Document section:
• • • • •

Posted by: Tricia | Wednesday, August 15, 2007

I’ll blog however I want to blog!

Good morning to the blogosphere! My allergies are kicking up a little this morning, and my nose is dripping just enough so it tickles and itches. I hate that. Just thought you might like to know that.

The RK’s buddies are already over this morning. Friend (Ba Doozie let me know we need to find a new name for him…I’m open to suggestions.) rang the doorbell not too long after 9:00 this morning, and the RK was still asleep. I hadn’t even been up that long at that point. So I sent him on his way, letting him know that I’d have the RK call him when he got up. Then less than an hour later, but a little more appropriate, FriendZ rang the doorbell. So the RK ran upstairs to put some clothes on (he was running around in his tighty-whities) and answered the door. Friend was called, and now the three of them are upstairs in the loft laughing and being generally goofy in front of the XBox.

• • • • •

Source material:
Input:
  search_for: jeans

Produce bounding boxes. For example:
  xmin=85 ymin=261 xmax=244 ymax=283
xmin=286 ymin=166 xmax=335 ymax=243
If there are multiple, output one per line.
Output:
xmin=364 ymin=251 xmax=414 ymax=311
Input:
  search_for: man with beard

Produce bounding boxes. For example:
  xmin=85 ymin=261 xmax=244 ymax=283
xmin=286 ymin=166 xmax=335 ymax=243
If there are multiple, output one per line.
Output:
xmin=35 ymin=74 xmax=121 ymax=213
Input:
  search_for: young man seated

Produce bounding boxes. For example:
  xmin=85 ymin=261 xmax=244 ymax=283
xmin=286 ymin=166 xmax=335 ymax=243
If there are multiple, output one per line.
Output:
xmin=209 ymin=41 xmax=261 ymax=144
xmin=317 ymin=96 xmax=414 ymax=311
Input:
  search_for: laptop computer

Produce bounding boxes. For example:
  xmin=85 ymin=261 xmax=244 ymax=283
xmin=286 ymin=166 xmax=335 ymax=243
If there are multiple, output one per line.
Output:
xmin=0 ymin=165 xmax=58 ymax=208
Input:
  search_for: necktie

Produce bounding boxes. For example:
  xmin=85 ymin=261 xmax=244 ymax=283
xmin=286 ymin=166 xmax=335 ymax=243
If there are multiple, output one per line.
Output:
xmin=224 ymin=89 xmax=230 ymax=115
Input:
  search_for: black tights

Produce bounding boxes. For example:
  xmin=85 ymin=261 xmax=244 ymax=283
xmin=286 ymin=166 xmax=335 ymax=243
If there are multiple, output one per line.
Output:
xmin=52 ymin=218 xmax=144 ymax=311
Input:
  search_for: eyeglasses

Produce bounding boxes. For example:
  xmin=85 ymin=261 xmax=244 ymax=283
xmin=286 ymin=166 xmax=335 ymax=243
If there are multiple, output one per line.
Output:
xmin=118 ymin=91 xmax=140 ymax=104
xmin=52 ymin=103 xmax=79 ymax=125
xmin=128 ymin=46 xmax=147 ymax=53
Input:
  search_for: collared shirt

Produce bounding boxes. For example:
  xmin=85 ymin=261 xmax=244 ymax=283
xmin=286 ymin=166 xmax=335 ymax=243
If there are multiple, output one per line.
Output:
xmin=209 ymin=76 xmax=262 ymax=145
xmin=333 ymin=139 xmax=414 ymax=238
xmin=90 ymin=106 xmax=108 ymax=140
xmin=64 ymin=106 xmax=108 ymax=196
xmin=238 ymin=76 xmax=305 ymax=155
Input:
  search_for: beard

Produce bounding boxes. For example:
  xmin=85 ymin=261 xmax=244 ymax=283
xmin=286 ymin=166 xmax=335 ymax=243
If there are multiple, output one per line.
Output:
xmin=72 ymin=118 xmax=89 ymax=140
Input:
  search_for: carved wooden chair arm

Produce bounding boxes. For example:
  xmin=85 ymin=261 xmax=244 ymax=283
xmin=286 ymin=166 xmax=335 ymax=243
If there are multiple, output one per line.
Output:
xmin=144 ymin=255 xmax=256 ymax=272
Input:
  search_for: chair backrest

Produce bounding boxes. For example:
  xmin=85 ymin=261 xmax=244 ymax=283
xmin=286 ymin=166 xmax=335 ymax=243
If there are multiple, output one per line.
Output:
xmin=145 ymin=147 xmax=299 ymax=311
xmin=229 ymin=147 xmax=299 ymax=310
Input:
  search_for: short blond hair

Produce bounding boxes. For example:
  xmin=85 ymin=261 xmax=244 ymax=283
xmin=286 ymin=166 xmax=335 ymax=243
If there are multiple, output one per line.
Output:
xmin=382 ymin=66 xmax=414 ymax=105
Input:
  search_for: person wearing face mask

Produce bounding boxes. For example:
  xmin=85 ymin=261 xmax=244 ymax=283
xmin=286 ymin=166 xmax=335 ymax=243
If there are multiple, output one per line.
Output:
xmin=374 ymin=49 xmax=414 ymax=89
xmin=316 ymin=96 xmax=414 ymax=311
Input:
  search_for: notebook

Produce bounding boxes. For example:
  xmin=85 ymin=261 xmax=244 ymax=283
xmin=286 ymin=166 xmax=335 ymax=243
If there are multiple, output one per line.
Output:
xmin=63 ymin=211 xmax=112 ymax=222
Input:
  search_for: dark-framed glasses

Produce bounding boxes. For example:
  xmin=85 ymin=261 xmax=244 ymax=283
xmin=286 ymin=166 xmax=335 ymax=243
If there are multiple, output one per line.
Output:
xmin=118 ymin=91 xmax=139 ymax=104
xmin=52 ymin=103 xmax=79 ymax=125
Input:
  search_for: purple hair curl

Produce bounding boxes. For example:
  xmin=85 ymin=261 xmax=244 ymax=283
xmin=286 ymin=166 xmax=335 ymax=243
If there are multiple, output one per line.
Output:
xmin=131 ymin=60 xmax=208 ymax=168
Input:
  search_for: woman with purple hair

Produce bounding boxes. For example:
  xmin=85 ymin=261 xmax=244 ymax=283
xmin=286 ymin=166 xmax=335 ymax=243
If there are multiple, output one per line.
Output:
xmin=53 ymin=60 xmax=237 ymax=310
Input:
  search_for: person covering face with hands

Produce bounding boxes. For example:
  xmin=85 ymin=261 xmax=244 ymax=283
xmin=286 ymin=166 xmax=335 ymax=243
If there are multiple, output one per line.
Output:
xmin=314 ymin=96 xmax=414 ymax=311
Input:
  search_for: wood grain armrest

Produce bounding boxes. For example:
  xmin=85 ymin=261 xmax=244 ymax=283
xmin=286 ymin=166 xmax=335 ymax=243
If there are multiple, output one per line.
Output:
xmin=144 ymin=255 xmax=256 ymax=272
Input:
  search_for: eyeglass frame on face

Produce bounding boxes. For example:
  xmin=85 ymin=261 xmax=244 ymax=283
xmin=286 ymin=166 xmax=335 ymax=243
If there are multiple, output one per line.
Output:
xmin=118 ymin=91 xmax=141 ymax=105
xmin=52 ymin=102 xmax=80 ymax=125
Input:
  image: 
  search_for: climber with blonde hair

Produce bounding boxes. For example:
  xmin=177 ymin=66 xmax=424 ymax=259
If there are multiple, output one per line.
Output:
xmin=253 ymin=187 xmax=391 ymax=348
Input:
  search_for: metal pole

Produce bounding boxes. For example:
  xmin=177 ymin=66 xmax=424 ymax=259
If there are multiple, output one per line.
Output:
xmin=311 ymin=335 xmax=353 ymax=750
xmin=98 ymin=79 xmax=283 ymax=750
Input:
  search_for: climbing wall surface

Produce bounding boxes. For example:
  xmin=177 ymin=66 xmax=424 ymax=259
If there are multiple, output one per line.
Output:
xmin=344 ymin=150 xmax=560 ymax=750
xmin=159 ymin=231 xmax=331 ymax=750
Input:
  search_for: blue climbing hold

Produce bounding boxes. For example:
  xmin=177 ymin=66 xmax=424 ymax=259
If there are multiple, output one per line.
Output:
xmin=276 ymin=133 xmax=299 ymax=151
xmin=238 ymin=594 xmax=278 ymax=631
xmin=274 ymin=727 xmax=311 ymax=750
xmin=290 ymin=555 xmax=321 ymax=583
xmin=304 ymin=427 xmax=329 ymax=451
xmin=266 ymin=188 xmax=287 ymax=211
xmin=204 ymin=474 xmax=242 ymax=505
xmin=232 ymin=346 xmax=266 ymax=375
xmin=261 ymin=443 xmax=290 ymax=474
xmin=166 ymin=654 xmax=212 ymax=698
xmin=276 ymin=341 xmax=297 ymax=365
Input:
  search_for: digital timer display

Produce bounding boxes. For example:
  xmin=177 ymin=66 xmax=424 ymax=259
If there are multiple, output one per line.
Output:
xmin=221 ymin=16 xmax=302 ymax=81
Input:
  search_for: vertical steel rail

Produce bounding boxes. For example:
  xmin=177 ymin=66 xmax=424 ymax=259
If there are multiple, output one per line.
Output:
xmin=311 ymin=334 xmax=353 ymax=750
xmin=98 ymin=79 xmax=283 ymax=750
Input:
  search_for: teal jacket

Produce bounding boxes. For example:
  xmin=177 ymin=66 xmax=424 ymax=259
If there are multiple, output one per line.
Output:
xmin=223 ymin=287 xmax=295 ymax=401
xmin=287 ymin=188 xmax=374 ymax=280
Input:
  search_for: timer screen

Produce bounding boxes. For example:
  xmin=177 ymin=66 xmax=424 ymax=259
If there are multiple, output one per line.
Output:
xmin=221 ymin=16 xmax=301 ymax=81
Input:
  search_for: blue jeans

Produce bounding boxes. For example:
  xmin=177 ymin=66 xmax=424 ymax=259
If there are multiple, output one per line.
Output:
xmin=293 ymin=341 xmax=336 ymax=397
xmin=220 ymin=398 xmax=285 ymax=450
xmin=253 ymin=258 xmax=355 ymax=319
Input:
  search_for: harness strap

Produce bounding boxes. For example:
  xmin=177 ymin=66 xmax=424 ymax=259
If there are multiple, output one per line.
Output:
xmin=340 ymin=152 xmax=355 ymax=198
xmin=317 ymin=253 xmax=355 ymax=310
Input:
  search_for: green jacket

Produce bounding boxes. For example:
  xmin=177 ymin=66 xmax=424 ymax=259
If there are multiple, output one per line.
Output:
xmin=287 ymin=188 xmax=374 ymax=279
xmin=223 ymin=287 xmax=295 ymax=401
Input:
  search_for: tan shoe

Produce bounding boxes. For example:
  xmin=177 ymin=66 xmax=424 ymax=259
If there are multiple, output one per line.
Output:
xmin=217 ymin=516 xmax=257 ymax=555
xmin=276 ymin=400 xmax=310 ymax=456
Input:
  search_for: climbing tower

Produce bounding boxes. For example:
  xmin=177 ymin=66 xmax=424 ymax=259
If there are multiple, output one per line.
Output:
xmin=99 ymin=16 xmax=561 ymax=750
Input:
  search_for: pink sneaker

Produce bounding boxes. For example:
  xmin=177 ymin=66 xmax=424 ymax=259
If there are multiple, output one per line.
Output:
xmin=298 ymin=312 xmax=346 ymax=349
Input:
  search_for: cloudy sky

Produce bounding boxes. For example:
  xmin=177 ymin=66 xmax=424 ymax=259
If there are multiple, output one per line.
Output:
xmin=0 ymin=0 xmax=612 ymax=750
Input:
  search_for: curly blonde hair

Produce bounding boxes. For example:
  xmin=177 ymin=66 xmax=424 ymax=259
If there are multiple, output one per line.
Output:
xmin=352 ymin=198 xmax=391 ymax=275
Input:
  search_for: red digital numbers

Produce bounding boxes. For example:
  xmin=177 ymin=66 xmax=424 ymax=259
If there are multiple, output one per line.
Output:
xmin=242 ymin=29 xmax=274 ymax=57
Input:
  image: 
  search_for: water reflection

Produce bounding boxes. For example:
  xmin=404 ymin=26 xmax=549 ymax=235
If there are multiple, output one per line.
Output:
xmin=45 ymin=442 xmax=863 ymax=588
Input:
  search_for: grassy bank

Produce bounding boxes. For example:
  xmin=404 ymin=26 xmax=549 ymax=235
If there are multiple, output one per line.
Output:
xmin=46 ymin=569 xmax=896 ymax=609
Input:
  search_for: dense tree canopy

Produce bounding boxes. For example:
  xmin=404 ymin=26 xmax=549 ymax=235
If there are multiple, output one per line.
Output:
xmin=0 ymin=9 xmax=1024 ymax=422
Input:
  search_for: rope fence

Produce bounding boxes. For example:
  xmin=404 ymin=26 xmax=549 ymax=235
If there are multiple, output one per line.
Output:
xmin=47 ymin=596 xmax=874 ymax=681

• • • • •

Work to complete: Copy out the blog post about the RK's buddies word for word, from its first line to its last.

Result for this exercise:
Posted by: Tricia | Wednesday, August 15, 2007

I’ll blog however I want to blog!

Good morning to the blogosphere! My allergies are kicking up a little this morning, and my nose is dripping just enough so it tickles and itches. I hate that. Just thought you might like to know that.

The RK’s buddies are already over this morning. Friend (Ba Doozie let me know we need to find a new name for him…I’m open to suggestions.) rang the doorbell not too long after 9:00 this morning, and the RK was still asleep. I hadn’t even been up that long at that point. So I sent him on his way, letting him know that I’d have the RK call him when he got up. Then less than an hour later, but a little more appropriate, FriendZ rang the doorbell. So the RK ran upstairs to put some clothes on (he was running around in his tighty-whities) and answered the door. Friend was called, and now the three of them are upstairs in the loft laughing and being generally goofy in front of the XBox.